## Begin

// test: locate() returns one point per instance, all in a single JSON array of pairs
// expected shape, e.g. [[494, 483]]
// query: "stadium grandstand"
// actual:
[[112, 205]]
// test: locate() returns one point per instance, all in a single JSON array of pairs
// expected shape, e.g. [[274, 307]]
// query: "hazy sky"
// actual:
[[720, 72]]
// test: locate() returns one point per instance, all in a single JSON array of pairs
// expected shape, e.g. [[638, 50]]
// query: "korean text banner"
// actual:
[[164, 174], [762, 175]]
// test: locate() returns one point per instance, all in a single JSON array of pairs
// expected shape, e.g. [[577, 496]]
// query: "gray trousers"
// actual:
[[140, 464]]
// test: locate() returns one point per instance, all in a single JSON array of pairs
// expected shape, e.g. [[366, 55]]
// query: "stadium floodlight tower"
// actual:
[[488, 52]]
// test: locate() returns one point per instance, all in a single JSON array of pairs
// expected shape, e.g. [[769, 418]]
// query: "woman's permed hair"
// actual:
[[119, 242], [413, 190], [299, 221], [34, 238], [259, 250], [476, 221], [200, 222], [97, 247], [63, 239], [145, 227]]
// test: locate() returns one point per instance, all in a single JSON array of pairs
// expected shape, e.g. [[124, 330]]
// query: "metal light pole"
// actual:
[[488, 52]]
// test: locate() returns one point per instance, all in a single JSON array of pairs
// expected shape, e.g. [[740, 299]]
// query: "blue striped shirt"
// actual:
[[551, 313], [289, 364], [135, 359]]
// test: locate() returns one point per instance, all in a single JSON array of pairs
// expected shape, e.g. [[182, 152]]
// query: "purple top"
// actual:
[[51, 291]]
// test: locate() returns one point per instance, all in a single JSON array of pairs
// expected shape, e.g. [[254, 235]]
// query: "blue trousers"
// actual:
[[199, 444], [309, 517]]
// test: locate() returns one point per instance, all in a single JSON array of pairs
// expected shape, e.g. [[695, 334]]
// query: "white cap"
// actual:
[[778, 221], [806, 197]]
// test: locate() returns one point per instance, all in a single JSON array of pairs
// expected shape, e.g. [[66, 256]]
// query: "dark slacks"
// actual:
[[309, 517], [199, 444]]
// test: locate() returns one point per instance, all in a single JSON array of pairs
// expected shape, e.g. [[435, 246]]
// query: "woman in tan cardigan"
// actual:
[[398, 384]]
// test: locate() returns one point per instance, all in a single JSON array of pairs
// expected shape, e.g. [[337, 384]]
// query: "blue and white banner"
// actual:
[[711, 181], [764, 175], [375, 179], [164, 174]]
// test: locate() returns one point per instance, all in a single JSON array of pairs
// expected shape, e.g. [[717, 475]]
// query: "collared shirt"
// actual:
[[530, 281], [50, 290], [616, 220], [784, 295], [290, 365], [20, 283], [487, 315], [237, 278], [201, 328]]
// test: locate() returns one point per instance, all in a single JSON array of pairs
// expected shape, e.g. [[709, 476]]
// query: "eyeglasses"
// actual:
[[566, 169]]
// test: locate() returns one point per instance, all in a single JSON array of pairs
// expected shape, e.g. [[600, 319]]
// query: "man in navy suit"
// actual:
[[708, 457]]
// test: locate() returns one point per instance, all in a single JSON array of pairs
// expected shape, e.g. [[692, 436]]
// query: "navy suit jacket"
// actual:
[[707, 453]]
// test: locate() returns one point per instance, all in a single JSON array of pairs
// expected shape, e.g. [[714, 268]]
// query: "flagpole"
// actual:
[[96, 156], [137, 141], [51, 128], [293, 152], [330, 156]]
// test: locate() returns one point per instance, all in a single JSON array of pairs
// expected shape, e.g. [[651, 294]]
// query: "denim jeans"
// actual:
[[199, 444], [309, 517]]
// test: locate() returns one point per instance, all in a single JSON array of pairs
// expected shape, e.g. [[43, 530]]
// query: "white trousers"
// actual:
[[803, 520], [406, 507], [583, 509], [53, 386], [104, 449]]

## End

== YOUR TASK ==
Rewrite the data from its first line through the line containing "[[112, 205]]", swapping "grandstand" for "bleachers" and leaving everything else the same.

== CORRECT OUTPUT ==
// test: locate() returns one point per instance, all in a single JSON array of pairs
// expected shape, e.g. [[494, 483]]
// query: "stadium bleachers"
// actual:
[[112, 205]]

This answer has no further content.